• _Given passage_:
Begin
Posted: Sun Jan 29, 2017 9:37 am
by cyber ratty
How old are they, and how long have you had them? Pet shops often mis-sex rats, is there a chance that you have a male and a female? If so, the female will be pregnant, hence the nipping and weight gain!

Re: Fat and thin

Posted: Sun Jan 29, 2017 5:24 pm
by Ratty arbuckle
They are 6 months old neither are pregnant. They are very active and have a large cage to play in I would like to get them out more but I think Juno is an evil genius and is plotting her escape. Today I took one out of the cage to give the thinner on a chance to eat.

How much is 10-12g food in handful terms as I don't weight their food.

Thanks for advice.


Re: Fat and thin

Posted: Mon Jan 30, 2017 8:23 am
by cyber ratty
About a tablespoon - not nearly as much as a handful. ;)

Re: Fat and thin

Posted: Mon Jan 30, 2017 9:28 am
by hjanders

Mary, please can I clarify your 10-12g of food per rat per day. That is presumably total food? We feed ours with homemade dried food mix in the morning and something fresh in the evening (usually meat or fish with some veg). Is the weight of fresh food equivalent to dried?
End
• _Data shown_:
Begin
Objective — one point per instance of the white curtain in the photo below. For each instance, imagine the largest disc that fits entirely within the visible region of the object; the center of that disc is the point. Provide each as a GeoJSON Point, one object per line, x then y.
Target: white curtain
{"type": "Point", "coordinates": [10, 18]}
End
• _List of tasks_:
1. Summarize the forum thread in two sentences.
2. Translate this sentence from the forum thread into French: "We feed ours with homemade dried food mix in the morning and something fresh in the evening (usually meat or fish with some veg)."
3. Answer these questions using the forum thread:
(a) How old are the owner's rats?
(b) What measure does cyber ratty give as equivalent to 10-12g of food?
(c) What does hjanders usually feed the rats in the evening?

• _Task solutions_:
1. One member asks the owner about the rats' age and suggests that a mis-sexed pair could explain a pregnancy, and the owner replies that the six-month-old rats are not pregnant and asks how much 10-12g of food is in handful terms. Another member says that amount is about a tablespoon, and a further member asks whether the 10-12g per rat per day means total food and whether fresh food weighs the same as dried.

2. Nous nourrissons les nôtres avec un mélange d'aliments secs fait maison le matin et quelque chose de frais le soir (généralement de la viande ou du poisson avec quelques légumes).

3.
(a) Six months old.
(b) About a tablespoon.
(c) Something fresh, usually meat or fish with some vegetables.